D'après l'article sur Jacques Vergès, à quelle date et dans quelle ville est-il né ?

- [TEXTE À LIRE]:
>>>
Personnage de roman, aussi redouté que controversé, l’avocat français Jacques Vergès, décédé jeudi dernier à Paris à l’âge de 88 ans s’était imposé comme le défenseur de personnalités condamnées par l’Histoire au motif que, selon lui, «les poseurs de bombes sont des poseurs de questions». Il était considéré comme l’avocat le plus engagé dans la lutte anti-colonialiste.
Abder Bettache – Alger (Le Soir)
Jacques Vergès est né le 5 mars 1925 à Oubone, en Thaïlande, où son père, Raymond, était consul de France. «Je suis né d’un père vagabond, ingénieur agronome en Chine, professeur à Shangaï, consul et médecin», a raconté l’avocat dans Le salaud lumineux (Michel Lafon). Khang, sa mère vietnamienne a eu deux enfants : Jacques et Paul.
De petite taille, rond, le visage lisse et ironique, portant de fines lunettes rondes et une coupe en brosse, cet amateur de cigares et collectionneur de jeux d’échecs, auteur d’une vingtaine de livres, était proche de personnalités politiques du monde entier mais aussi de militants de l’ombre. Il s’était rendu célèbre par sa «défense de rupture» — consistant à se servir du tribunal comme d’un porte-voix — adoptée durant la guerre d’Algérie quand il était l’avocat de militants du FLN. «Entre les Algériens et moi, ce fut le coup de foudre», avait lancé l’avocat Jacques Vergès, alors qu’il venait de «débarquer» en Algérie pour défendre l’emblématique moudjahida et militante du FLN, Djamila Bouhired.
Il épousera d’ailleurs Djamila Bouhired, héroïne de la guerre d’indépendance et poseuse de bombes condamnée à mort mais graciée. «J’aurais défendu Hitler», clamait ce bretteur en colère, pour ne pas dire en guerre, contre «les bonnes intentions, les procès truqués et l’ordre mondial». «Quand un homme traqué frappe à ma porte, c’est toujours pour moi un roi dans son malheur», ajoutait celui que Barbet Schroeder a dépeint dans un film comme «l’avocat de la terreur».
Ses clients avaient un point commun : ils faisaient en général l’unanimité contre eux en Occident, à l’instar de membres de l’internationale terroriste des années 1970 et 1980, du «révolutionnaire» vénézuélien Carlos, de l’activiste libanais Georges Ibrahim Abdallah, du criminel de guerre nazi Klaus Barbie, du dictateur yougoslave Slobodan Milosevic ou de l’ancien dirigeant Khmer rouge Kieu Samphan.
Quelques mois avant la fin du Libyen Mouammar Kadhafi, il s’était porté volontaire avec l’ancien ministre Roland Dumas pour déposer plainte pour «crimes contre l’humanité» contre le président français Nicolas Sarkozy dont le pays a pris la tête des opérations de la coalition internationale en Libye.
<<<
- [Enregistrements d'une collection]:
>>>
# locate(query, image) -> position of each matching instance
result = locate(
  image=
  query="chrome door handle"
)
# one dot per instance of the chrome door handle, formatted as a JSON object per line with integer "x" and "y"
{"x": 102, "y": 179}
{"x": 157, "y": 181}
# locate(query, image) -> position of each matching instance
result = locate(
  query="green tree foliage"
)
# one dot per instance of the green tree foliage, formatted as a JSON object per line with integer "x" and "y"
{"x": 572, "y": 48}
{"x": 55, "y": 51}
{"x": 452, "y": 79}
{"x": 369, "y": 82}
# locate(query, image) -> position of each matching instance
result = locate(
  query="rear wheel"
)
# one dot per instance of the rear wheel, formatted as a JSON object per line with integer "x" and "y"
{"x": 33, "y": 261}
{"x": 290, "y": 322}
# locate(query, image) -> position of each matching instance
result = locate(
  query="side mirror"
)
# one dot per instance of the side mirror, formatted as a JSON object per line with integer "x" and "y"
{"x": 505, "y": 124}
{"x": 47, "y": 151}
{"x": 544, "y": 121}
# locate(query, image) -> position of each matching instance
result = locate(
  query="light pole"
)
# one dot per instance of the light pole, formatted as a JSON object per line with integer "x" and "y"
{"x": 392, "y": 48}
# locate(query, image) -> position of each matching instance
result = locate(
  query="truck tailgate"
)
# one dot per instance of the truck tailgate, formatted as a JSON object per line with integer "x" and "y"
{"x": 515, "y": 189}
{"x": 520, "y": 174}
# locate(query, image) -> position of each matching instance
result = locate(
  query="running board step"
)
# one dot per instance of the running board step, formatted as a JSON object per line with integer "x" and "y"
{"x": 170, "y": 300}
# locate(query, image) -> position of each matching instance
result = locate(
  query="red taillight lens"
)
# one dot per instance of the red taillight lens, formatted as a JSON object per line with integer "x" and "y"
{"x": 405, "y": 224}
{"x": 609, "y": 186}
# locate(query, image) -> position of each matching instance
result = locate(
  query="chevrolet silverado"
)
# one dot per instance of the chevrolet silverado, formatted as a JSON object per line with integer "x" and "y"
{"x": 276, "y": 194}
<<<
- [RÉPONSE]:
Le 5 mars 1925, à Oubone, en Thaïlande.